— start SUPPLIED RECORDS —

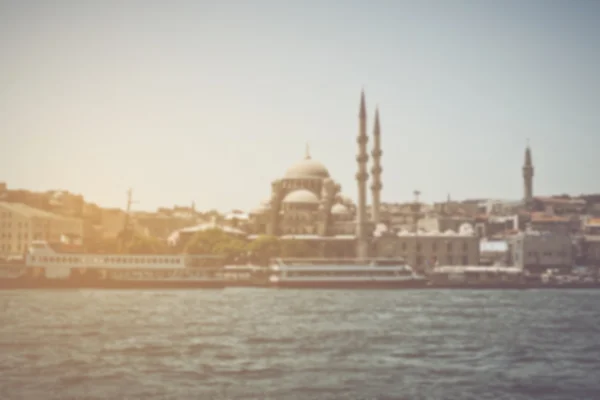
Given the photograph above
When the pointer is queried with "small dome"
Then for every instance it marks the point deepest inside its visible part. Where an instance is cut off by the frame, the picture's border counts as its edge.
(301, 196)
(339, 209)
(259, 210)
(307, 168)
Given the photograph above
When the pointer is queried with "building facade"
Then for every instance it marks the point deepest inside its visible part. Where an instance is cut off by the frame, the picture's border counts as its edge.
(20, 224)
(538, 251)
(423, 250)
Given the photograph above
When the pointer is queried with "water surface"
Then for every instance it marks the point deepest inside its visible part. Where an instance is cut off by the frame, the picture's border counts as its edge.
(287, 344)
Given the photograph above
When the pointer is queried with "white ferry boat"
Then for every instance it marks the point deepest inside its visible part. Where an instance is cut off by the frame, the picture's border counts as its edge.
(44, 267)
(343, 274)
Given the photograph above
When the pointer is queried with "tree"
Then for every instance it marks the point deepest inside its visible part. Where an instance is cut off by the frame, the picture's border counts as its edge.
(233, 249)
(145, 245)
(264, 248)
(212, 241)
(297, 248)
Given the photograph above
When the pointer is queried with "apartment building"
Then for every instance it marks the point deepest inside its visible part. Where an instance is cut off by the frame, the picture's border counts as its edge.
(20, 224)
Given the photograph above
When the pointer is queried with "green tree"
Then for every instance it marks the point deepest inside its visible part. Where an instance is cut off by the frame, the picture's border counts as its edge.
(145, 245)
(211, 241)
(297, 248)
(233, 249)
(264, 248)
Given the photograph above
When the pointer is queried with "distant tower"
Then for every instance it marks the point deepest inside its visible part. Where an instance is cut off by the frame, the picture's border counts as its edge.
(361, 177)
(376, 170)
(528, 177)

— end SUPPLIED RECORDS —

# [YOUR INSTRUCTIONS]
Using the material above, return every line exactly as it appears, minus the pictures.

# [THE RESULT]
Given the photograph above
When the pointer is queried with "small dome"
Then for every instance it marks the point deepest inside its visible part. Where an instance is cut off by the frame, the picture's border counts as its edge.
(301, 196)
(339, 209)
(259, 210)
(307, 168)
Given the photograph above
When the pointer is queried with "building facade"
Then for every instance it marks the point deepest inside its visible part. Where an instance is cut off by the frame, the picture's border counts as its edge.
(20, 224)
(538, 251)
(423, 250)
Given the photograph above
When the pointer is queried with "water surface"
Then for every instance it marks the point deepest inside its visible part. Where an instance is cut off by the frame, the picture's border counts as its edge.
(287, 344)
Given the photograph above
When the pointer is queried with "white ferry boat"
Then for every instance it marks the point deepest inside its visible part. Where an instance is cut off by the frame, the picture's border counts as its edge.
(44, 267)
(343, 274)
Given the photograph above
When the pointer is queried with "tree"
Then for every instance it marks the point deepest inside its visible part. Where an instance is cut off by the frame, the picture's border counts as its edge.
(233, 249)
(145, 245)
(264, 248)
(212, 241)
(297, 248)
Given the photograph above
When the pointer is queried with "apartment building"
Then for every instance it marks the point deepest inside its visible part. Where an instance is cut off by the frame, the picture's border counts as its edge.
(20, 224)
Given the photograph above
When the pointer is queried with "green tree"
Then for every instance it marks the point deepest inside its visible part. Where an instance is cut off by the frame, the picture's border counts as its edge.
(145, 245)
(211, 241)
(297, 248)
(233, 249)
(264, 248)
Given the photograph above
When the pointer is queried with "distant tower"
Then for every instance it marks the point deepest inside its visible part. Where an instance is cut off by the frame, the picture's border counts as its edge.
(361, 177)
(376, 170)
(528, 177)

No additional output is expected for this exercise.